Start of Excerpt
When Kerry Katona comes onto the television dressed like a Quality Street and preaching to the audience about the need for good financial help, I have to admit to gesturing wildly at the screen.

So when it was announced over the weekend that Sheffield Wednesday had rejected a sponsorship deal from a payday lending company, I got a glowing feeling from the season ticket in my purse.  The company, who have not been named by Wednesday, were reportedly offering around 25% more than any other sponsorship deal for next season.  By my calculations from a payday lender that equates to about 4250% in the small print so it was heartening to know that the club rejected their offer for ethical reasons.

Club chairman Milan Mandaric told The Independent: “We felt the business model the company operates was not one with which we were comfortable to support as our main partner. In addition, we take great pride in our standing as a community focused football club and believe this partnership would not have been welcomed by the majority of our supporters.”

Mandaric, who has had his moments where morality and money have potentially crossed the line, appears to have captured the mood of the fans who are struggling in this economy.  When fans are paying out what spare cash they have on the luxury of season tickets and merchandise, the club also has to be seen to be acting in their best interests.
End of Excerpt
▶ _Task directions_
Continue the commentary on Sheffield Wednesday's refusal of a payday lender's sponsorship offer, starting after its final sentence.
Start of Data provided
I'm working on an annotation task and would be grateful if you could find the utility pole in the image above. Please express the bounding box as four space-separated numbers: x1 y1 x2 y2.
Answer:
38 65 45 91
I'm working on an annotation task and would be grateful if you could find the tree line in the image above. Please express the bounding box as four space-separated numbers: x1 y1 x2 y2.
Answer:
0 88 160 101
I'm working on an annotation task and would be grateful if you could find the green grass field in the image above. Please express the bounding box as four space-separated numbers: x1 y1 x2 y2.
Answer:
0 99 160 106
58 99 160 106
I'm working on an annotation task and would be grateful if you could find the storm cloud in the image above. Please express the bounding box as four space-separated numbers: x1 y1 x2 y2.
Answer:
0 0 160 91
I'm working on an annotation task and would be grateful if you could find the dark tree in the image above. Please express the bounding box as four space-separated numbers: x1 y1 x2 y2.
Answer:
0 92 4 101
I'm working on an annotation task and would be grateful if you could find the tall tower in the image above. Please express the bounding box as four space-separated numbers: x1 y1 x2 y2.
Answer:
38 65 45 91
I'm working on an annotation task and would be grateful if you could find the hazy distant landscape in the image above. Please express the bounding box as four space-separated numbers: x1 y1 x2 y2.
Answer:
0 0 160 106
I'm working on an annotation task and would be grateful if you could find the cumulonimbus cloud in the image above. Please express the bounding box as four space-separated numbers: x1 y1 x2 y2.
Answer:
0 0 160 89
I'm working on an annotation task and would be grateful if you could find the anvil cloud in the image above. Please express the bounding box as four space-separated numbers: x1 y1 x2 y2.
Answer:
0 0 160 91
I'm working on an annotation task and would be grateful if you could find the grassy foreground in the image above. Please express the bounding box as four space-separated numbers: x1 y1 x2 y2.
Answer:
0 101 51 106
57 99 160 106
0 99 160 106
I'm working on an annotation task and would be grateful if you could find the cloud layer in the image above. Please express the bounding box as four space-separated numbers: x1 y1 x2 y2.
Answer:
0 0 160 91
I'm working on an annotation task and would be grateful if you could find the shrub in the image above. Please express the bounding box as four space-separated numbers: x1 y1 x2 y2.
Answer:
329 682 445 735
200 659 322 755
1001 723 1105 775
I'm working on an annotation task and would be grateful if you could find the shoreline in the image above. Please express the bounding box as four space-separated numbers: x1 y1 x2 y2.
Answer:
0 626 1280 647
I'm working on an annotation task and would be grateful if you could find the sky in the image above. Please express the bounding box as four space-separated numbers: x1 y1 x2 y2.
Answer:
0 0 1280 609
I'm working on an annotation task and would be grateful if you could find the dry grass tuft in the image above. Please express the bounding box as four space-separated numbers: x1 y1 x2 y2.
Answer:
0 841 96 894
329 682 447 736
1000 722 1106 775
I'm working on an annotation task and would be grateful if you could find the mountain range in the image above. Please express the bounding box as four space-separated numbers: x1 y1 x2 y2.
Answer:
End of Data provided
▶ _Written answer_
The club isn’t a stranger to putting ethics before cash.  In 2009 the team’s shirt sponsorship was donated to the Sheffield Children’s Hospital for two seasons.  At this time The Owls were teetering on the brink of administration and a lucrative sponsorship deal would have kept the taxman happy for a number of months.

Despite this Wednesday followed in the footsteps of Barcelona and Aston Villa and walked out onto the pitch each week promoting a local charity.  The deal forged strong links with the hospital that remain to this day.

The Owls have always been a family club and this goes to prove that football can think beyond profit margins.  I just hope they don’t let me down by signing with a betting company instead!